- [INPUT RECORDS]
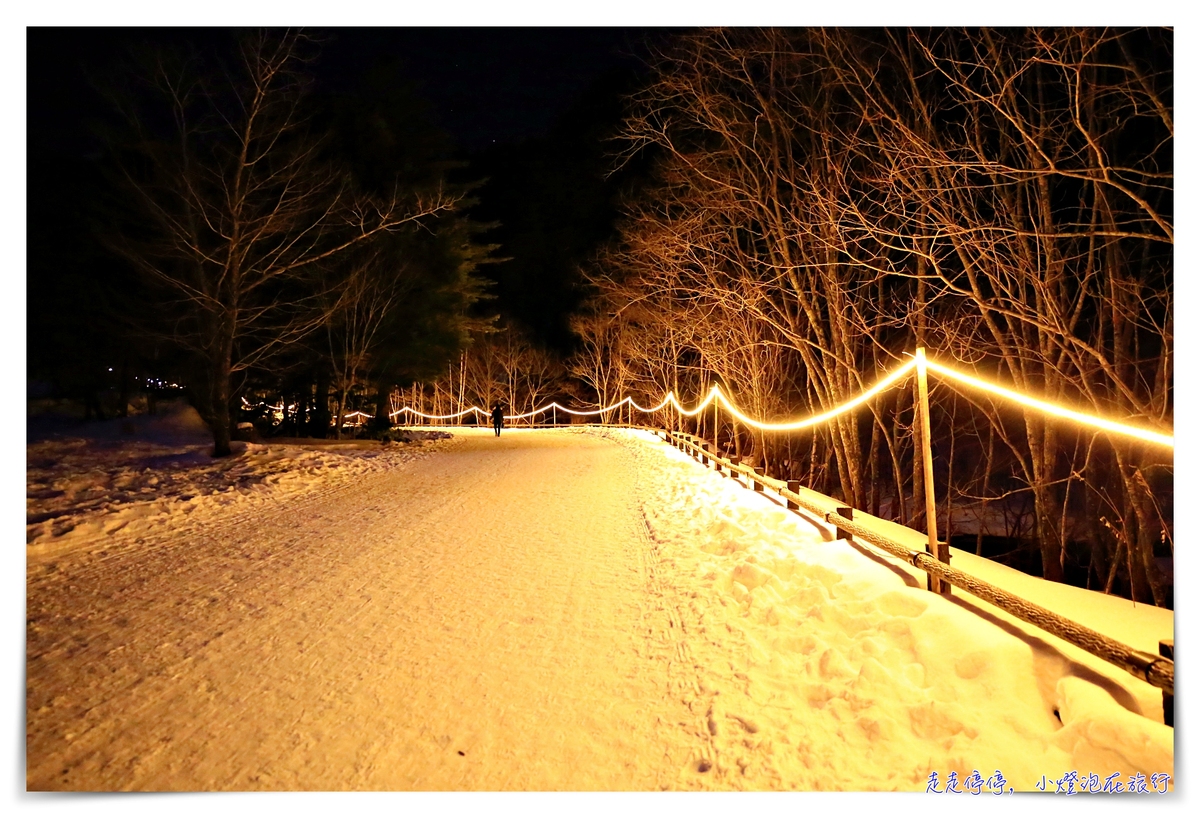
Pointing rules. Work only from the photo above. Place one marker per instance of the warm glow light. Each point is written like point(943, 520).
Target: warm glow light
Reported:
point(1054, 408)
point(813, 420)
point(892, 379)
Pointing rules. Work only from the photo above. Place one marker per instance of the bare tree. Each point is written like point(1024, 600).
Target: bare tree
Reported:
point(238, 209)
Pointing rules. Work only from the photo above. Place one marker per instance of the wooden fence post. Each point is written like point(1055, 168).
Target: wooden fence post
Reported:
point(795, 487)
point(1167, 649)
point(849, 513)
point(940, 551)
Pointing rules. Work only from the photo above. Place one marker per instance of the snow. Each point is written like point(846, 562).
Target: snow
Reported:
point(550, 611)
point(148, 473)
point(861, 679)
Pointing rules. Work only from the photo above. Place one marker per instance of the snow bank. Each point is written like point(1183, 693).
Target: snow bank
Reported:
point(825, 665)
point(147, 474)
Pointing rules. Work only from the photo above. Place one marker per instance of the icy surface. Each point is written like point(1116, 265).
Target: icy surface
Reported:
point(148, 473)
point(552, 609)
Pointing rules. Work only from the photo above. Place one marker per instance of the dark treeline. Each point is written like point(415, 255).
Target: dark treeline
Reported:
point(252, 234)
point(798, 211)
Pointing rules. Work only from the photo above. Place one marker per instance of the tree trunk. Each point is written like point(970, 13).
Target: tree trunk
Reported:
point(220, 401)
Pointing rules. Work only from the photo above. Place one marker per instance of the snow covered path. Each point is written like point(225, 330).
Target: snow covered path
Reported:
point(421, 629)
point(553, 611)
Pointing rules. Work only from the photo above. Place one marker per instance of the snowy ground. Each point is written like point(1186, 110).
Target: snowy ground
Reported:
point(552, 609)
point(88, 481)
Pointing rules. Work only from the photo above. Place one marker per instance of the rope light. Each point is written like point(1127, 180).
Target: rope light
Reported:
point(1054, 408)
point(887, 382)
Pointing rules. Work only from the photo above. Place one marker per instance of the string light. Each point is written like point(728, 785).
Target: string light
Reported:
point(887, 382)
point(1054, 408)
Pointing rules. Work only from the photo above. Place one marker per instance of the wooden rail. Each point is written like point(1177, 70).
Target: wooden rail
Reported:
point(1158, 671)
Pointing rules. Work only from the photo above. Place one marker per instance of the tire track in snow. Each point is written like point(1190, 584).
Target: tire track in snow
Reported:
point(486, 618)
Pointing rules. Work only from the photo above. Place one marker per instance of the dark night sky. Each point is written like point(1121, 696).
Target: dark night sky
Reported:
point(501, 94)
point(486, 85)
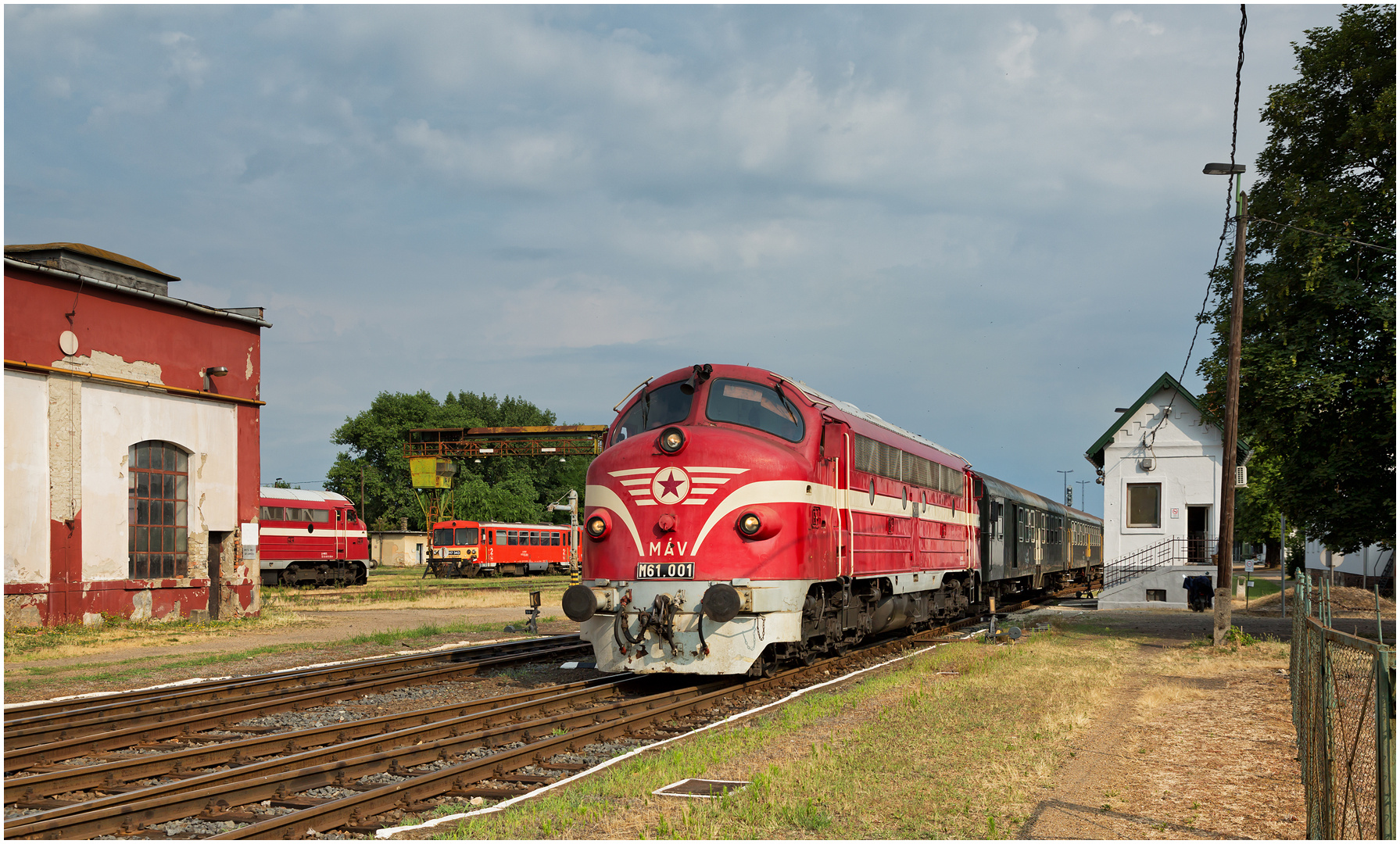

- [EXERCISE DIRECTIONS] Please retype, exactly and only, the lines from the one holding "Target: tire track in snow" to the end of the entries, both ends included, without any pictures.

- [OUTPUT OF THE EXERCISE]
Target: tire track in snow
Reported:
point(486, 618)
Pointing rules. Work only from the photo above. Place one marker per instance of the dark night sky. Each point is written like point(1121, 696).
Target: dark night sky
Reported:
point(501, 94)
point(486, 85)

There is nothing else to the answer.